◆ **The task**
Convert the records below into a two-column CSV with the header instruction,response and one row per record, holding its text and its answer. Put each value in a single quoted field, replacing line breaks with spaces.
[START Information supplied]
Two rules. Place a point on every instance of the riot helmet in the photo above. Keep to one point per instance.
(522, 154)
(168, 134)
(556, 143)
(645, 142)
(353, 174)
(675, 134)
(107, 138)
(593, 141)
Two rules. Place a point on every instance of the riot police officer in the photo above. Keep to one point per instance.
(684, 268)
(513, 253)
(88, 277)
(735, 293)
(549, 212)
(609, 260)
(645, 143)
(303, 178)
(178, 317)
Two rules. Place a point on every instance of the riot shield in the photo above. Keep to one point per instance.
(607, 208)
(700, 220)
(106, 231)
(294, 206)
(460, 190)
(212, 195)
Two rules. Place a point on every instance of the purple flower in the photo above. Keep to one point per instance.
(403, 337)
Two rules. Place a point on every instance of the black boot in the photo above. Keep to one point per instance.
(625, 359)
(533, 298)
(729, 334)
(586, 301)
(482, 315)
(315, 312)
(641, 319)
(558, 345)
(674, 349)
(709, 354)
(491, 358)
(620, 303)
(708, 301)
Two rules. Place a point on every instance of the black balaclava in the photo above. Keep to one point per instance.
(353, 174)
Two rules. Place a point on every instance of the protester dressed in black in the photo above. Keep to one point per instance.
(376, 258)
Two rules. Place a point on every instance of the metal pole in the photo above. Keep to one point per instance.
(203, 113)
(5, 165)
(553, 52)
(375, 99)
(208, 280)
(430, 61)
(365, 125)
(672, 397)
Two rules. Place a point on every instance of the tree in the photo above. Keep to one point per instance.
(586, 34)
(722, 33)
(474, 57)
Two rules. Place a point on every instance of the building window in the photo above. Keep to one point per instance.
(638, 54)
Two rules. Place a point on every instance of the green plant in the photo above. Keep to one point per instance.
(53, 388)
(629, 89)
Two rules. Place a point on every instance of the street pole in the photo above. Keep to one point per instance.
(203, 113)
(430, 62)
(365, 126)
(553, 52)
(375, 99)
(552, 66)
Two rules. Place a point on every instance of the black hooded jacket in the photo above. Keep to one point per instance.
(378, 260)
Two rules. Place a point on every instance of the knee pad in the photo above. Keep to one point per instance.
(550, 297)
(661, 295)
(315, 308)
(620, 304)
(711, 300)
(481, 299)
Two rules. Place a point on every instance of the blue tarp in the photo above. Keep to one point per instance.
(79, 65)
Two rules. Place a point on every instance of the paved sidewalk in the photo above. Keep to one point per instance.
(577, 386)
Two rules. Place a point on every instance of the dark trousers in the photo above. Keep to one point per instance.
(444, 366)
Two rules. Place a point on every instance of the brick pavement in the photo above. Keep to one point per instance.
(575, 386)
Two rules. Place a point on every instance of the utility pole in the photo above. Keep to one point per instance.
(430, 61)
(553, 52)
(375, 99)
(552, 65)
[END Information supplied]
◆ **Exercise result**
instruction,response
"Two rules. Place a point on every instance of the riot helmet in the photo above. Keep to one point per instance.","(522, 154) (168, 134) (556, 143) (645, 142) (353, 174) (675, 134) (107, 138) (593, 141)"
"Two rules. Place a point on every instance of the riot police officer in the photo above. Keep to one point per instance.","(684, 268) (513, 253) (88, 277) (735, 293) (549, 212) (609, 260) (645, 143) (303, 178) (178, 317)"
"Two rules. Place a point on every instance of the riot shield in the photo above. Keep to one point per instance.","(607, 208) (700, 220) (106, 231) (294, 206) (460, 190) (212, 195)"
"Two rules. Place a point on every instance of the purple flower in the photo above. Keep to one point per instance.","(403, 337)"
"Two rules. Place a point on every instance of the black boot in the photo above. Keep to one point per instance.","(625, 359) (533, 298) (729, 334) (586, 301) (482, 315) (315, 312) (641, 319) (558, 345) (674, 349) (709, 354) (491, 358) (620, 303) (708, 301)"
"Two rules. Place a point on every instance of the black balaclava in the photo above. Keep to one point per instance.","(353, 174)"
"Two rules. Place a point on every instance of the protester dressed in black in the photo above. Keep to one point per instance.","(376, 258)"
"Two rules. Place a point on every instance of the metal pole in the photo above. Keep to one point per instance.","(203, 113) (5, 165) (553, 52) (375, 99) (208, 280) (430, 61) (365, 125) (672, 397)"
"Two rules. Place a point on every instance of the tree in the photo above. Keep to one point per instance.","(586, 34) (722, 33) (474, 57)"
"Two rules. Place a point on every instance of the building window in the photo above. Keep to one point per instance.","(638, 54)"
"Two rules. Place a point on every instance of the green plant in the photo above. Keep to one point per instance.","(53, 388) (629, 89)"
"Two rules. Place a point on every instance of the street pole in the photo above. Keep to one point per instance.","(203, 113) (430, 62) (365, 126) (553, 52) (375, 99) (552, 66)"
"Two rules. Place a point on every instance of the black hooded jacket in the photo above. Keep to one point per instance.","(378, 260)"
"Two rules. Place a point on every instance of the knee pad in the photo above. Keep to one point per instance.","(550, 297) (661, 295) (315, 308) (620, 304) (711, 300) (481, 299)"
"Two rules. Place a point on every instance of the blue tarp in the photo above. Keep to one point per instance.","(79, 65)"
"Two rules. Place a point on every instance of the paved sidewalk in the photo above. Keep to one point per instance.","(577, 386)"
"Two rules. Place a point on every instance of the dark trousers in the photo above. Keep to one point per instance.","(444, 366)"
"Two rules. Place a point on every instance of the brick pavement in the photo above. Keep to one point per instance.","(575, 386)"
"Two rules. Place a point on every instance of the utility pole in the photo above. Keep to one point per instance.","(430, 61) (553, 52) (375, 99) (552, 65)"